* **Aufgaben**
a - Wer spielt laut dem Textauszug über den Schwarzwald-Tatort die Kommissarin Tobler?
b - Schreibe aus dem Textauszug den Abschnitt von „Schlimm an der“ bis „ihnen bekannt vorkommt.“ wortgetreu ab.

* **Textauszug**
——

90.000 auf dem Konto

Schlimm an der schlimmen, weil fehlkonstruierten Ludwigshafener Tatort-Folge von vergangener Woche war auch der kindergartenhafte Entwurf des Bürolebens auf dem Revier. Dabei wäre die Darstellung von Arbeitsbeziehungen zwischen alten Hasen und jungen Himmelsstürmern doch das, was die Leute vorm Bildschirm interessieren könnte, weil es ihnen bekannt vorkommt.

Der neue Schwarzwald-Tatort: Der Reini (SWR-Redaktion: Katharina Dufner) führt nun vor, wie man über diese nicht selbst gewählten Verhältnisse mit kleinsten Markierungen präzise erzählen kann (Drehbuch: Bernd Lange). Ein Apotheker ist erschossen worden, Kommissarin Tobler (Eva Löbau) weilt auf einer Fortbildung zur Führungskraft, was als Gerangel um Beförderung schon seit ein paar Folgen die Verbindung zum Kollegen Berg (Hans-Jochen Wagner) belastet. Der ist wiederum mit der Sorge um seinen Bruder Reinhard beschäftigt: Ein Arzt aus der psychiatrischen Anstalt, in der sich der titelgebende Reini befindet, versucht den Kommissar telefonisch zu erreichen.

——

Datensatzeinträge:
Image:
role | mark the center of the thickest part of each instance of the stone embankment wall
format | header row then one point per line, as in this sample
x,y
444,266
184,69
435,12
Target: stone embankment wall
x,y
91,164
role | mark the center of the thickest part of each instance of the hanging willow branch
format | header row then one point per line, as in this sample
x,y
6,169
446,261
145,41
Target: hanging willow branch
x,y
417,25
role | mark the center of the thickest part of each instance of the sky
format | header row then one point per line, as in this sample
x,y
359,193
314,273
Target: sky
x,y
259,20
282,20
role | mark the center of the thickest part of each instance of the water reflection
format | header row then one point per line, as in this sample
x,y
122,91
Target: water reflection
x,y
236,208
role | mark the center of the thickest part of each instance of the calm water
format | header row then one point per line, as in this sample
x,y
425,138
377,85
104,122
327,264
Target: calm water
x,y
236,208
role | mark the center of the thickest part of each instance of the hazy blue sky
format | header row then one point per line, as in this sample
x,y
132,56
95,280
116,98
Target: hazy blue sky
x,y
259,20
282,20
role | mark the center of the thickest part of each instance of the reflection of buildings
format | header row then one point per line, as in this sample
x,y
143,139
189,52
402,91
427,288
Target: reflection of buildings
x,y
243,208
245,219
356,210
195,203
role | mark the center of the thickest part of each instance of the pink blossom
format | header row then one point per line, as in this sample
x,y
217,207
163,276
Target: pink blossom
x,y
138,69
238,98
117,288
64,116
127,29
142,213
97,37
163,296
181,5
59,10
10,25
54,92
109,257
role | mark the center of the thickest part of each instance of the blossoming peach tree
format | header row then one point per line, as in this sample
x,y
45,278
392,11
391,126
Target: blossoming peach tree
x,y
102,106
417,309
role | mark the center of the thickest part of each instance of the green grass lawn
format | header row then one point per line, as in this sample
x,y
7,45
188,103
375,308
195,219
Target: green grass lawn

——

* **Lösungen**
a - Eva Löbau

b -
Schlimm an der schlimmen, weil fehlkonstruierten Ludwigshafener Tatort-Folge von vergangener Woche war auch der kindergartenhafte Entwurf des Bürolebens auf dem Revier. Dabei wäre die Darstellung von Arbeitsbeziehungen zwischen alten Hasen und jungen Himmelsstürmern doch das, was die Leute vorm Bildschirm interessieren könnte, weil es ihnen bekannt vorkommt.